*Coordinate labeling data*:
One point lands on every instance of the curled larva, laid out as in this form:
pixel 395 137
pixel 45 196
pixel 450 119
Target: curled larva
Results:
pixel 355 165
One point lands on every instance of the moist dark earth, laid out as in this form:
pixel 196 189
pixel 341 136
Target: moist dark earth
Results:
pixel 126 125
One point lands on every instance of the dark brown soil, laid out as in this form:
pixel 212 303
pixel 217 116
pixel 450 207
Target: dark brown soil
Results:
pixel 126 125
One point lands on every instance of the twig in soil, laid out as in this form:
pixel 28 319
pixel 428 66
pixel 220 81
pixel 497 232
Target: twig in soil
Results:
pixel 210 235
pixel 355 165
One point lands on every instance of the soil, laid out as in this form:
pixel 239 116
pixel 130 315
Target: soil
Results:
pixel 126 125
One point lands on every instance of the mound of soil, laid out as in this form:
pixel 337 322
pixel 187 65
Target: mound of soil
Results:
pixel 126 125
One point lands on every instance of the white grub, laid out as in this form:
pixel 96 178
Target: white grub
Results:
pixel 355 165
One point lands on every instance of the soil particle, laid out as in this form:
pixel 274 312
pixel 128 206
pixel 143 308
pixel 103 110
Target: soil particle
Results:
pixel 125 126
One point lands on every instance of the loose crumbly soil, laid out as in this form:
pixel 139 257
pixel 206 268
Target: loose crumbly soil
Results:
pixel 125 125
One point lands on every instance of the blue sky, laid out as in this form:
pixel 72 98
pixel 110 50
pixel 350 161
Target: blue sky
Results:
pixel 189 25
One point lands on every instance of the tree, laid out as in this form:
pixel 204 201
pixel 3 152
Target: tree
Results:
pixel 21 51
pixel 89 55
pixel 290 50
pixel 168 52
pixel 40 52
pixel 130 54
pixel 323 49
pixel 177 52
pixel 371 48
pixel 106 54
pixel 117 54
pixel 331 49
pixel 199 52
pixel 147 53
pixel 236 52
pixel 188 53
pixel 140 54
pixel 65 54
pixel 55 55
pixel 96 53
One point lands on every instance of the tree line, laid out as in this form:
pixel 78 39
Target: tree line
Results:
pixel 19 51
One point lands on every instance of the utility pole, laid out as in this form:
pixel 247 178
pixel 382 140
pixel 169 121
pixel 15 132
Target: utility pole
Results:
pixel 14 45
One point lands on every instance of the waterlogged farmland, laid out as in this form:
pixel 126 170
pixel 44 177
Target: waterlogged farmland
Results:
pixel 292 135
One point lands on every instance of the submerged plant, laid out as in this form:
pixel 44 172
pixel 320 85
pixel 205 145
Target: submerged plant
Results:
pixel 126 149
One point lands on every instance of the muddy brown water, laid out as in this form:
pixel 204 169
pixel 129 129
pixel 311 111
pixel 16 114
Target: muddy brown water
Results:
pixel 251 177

*Brief*:
In all of the data above, change "laid out as in this form" to "arranged like this" and leave everything else as it is.

*Written answer*:
One point lands on every instance of the curled larva, arranged like this:
pixel 395 137
pixel 45 196
pixel 450 119
Target: curled larva
Results:
pixel 355 165
One point lands on every instance of the moist dark earth, arranged like this:
pixel 196 189
pixel 341 136
Target: moist dark earth
Results:
pixel 126 125
One point lands on every instance of the dark brown soil, arranged like this:
pixel 212 303
pixel 217 116
pixel 450 207
Target: dark brown soil
Results:
pixel 126 125
One point lands on every instance of the twig in soil, arranged like this:
pixel 28 319
pixel 428 66
pixel 220 81
pixel 497 232
Target: twig in soil
Results:
pixel 210 235
pixel 355 165
One point lands on every instance of the soil, arranged like this:
pixel 239 116
pixel 130 315
Target: soil
Results:
pixel 126 125
One point lands on every instance of the mound of soil, arranged like this:
pixel 337 322
pixel 187 65
Target: mound of soil
Results:
pixel 126 125
One point lands on every instance of the white grub, arranged like this:
pixel 96 178
Target: white grub
Results:
pixel 355 165
One point lands on every instance of the soil particle, arranged like this:
pixel 274 312
pixel 128 206
pixel 143 308
pixel 103 110
Target: soil particle
Results:
pixel 125 126
One point lands on every instance of the loose crumbly soil, arranged like this:
pixel 139 257
pixel 206 268
Target: loose crumbly soil
Results:
pixel 125 125
One point lands on every instance of the blue sky, arranged like this:
pixel 72 98
pixel 110 50
pixel 350 161
Target: blue sky
Results:
pixel 189 25
One point lands on every instance of the tree, arranged like this:
pixel 204 201
pixel 3 152
Target: tree
Results:
pixel 21 51
pixel 89 55
pixel 290 50
pixel 168 52
pixel 40 52
pixel 130 54
pixel 323 49
pixel 177 52
pixel 371 48
pixel 106 54
pixel 117 54
pixel 331 49
pixel 199 52
pixel 147 53
pixel 236 52
pixel 188 53
pixel 140 54
pixel 65 54
pixel 55 55
pixel 96 53
One point lands on every instance of the tree line, arranged like this:
pixel 78 39
Target: tree line
Results:
pixel 19 51
One point lands on every instance of the utility pole, arranged like this:
pixel 247 178
pixel 382 140
pixel 169 121
pixel 15 132
Target: utility pole
Results:
pixel 14 45
One point lands on every instance of the waterlogged farmland, arranged like this:
pixel 126 170
pixel 44 177
Target: waterlogged farmland
Results:
pixel 292 135
One point lands on every instance of the submerged plant, arranged like this:
pixel 44 172
pixel 320 85
pixel 205 145
Target: submerged plant
Results:
pixel 126 149
One point lands on every instance of the muddy brown water, arranged like this:
pixel 204 169
pixel 129 129
pixel 311 111
pixel 16 114
Target: muddy brown water
Results:
pixel 251 177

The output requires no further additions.